Copy every one of the lines below without changing anything.
** Start DATA TO USE **
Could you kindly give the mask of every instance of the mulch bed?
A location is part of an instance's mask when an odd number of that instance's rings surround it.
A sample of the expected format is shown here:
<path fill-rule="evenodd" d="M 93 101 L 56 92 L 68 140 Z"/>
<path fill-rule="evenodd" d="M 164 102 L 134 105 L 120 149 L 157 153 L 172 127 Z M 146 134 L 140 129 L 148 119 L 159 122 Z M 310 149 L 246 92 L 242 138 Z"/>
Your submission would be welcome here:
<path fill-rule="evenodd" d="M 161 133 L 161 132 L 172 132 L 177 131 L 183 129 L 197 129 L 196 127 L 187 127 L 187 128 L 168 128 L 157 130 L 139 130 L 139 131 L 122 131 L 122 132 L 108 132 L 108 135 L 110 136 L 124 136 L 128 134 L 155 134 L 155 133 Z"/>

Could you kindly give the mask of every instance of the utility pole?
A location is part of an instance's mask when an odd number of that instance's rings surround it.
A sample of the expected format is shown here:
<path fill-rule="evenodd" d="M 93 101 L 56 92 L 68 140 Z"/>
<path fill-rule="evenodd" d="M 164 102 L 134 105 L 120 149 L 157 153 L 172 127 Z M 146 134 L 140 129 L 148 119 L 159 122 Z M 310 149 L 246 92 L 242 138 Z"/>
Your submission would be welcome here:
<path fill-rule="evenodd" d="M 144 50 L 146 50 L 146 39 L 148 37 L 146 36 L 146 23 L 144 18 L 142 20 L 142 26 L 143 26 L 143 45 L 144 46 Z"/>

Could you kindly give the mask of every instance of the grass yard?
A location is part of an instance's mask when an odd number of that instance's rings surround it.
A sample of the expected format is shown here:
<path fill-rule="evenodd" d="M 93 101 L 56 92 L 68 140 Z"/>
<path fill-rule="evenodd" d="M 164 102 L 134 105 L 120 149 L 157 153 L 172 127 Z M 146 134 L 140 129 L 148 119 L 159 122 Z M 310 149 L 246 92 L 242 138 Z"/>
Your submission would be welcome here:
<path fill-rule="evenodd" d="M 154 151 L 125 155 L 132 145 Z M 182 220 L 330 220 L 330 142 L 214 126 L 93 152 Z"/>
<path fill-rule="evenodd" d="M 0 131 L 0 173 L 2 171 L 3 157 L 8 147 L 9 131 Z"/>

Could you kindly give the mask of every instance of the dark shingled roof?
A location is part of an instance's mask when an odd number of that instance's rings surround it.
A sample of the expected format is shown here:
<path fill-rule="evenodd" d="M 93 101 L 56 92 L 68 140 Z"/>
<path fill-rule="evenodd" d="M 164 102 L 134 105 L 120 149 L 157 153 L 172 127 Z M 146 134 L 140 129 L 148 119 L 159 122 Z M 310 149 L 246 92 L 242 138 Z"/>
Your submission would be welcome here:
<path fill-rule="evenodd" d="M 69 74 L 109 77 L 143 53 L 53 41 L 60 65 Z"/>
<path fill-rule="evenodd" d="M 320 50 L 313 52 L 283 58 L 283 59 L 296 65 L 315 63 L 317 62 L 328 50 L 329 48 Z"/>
** End DATA TO USE **
● WRITTEN SOLUTION:
Could you kindly give the mask of every instance of the mulch bed?
A location is part of an instance's mask when an odd number of that instance's rings surround it.
A sample of the expected format is shown here:
<path fill-rule="evenodd" d="M 93 101 L 56 92 L 68 140 Z"/>
<path fill-rule="evenodd" d="M 164 102 L 134 105 L 120 149 L 157 153 L 172 127 Z M 146 134 L 140 129 L 148 119 L 159 122 Z M 310 149 L 246 92 L 242 138 Z"/>
Your submission would be welcome here:
<path fill-rule="evenodd" d="M 161 133 L 161 132 L 172 132 L 177 131 L 183 129 L 197 129 L 196 127 L 187 127 L 187 128 L 168 128 L 157 130 L 139 130 L 139 131 L 122 131 L 122 132 L 108 132 L 108 135 L 110 136 L 124 136 L 128 134 L 155 134 L 155 133 Z"/>

Could you kindly give the mask of every instance of the utility pole?
A location is part of an instance's mask when an odd number of that instance's rings surround it.
A sample of the expected format is shown here:
<path fill-rule="evenodd" d="M 93 101 L 56 92 L 68 140 Z"/>
<path fill-rule="evenodd" d="M 164 102 L 134 105 L 120 149 L 157 153 L 172 127 Z M 146 134 L 140 129 L 148 119 L 159 122 Z M 310 149 L 246 92 L 242 138 Z"/>
Your submission would be welcome here:
<path fill-rule="evenodd" d="M 144 50 L 146 50 L 146 39 L 148 37 L 146 36 L 146 23 L 144 18 L 142 20 L 142 26 L 143 26 L 143 45 L 144 46 Z"/>

Could you kindly give the mask of every instance of the grass yard?
A location is part of an instance's mask when an odd number of that instance's rings surround it.
A sample of the expected format is shown here:
<path fill-rule="evenodd" d="M 93 101 L 56 92 L 68 140 Z"/>
<path fill-rule="evenodd" d="M 164 102 L 134 105 L 120 149 L 157 153 L 172 127 Z M 146 134 L 140 129 L 148 119 L 159 122 Z M 310 149 L 246 92 L 242 138 Z"/>
Your submission would be welcome here:
<path fill-rule="evenodd" d="M 154 151 L 125 155 L 132 145 Z M 182 220 L 330 220 L 330 142 L 214 126 L 93 152 Z"/>
<path fill-rule="evenodd" d="M 0 131 L 0 173 L 2 171 L 3 157 L 8 147 L 9 131 Z"/>

Could you kindly give the mask of every instance of the dark shingled roof?
A location is part of an instance's mask when an odd number of that instance's rings surround it.
A sample of the expected format is shown here:
<path fill-rule="evenodd" d="M 93 101 L 56 92 L 68 140 Z"/>
<path fill-rule="evenodd" d="M 164 102 L 134 105 L 120 149 L 157 153 L 172 127 Z M 146 134 L 140 129 L 148 119 L 159 122 Z M 310 149 L 246 92 L 242 138 Z"/>
Your submission would be welcome here:
<path fill-rule="evenodd" d="M 69 74 L 109 77 L 143 53 L 53 41 L 60 65 Z"/>
<path fill-rule="evenodd" d="M 320 50 L 313 52 L 283 58 L 283 59 L 296 65 L 315 63 L 317 62 L 328 50 L 329 48 Z"/>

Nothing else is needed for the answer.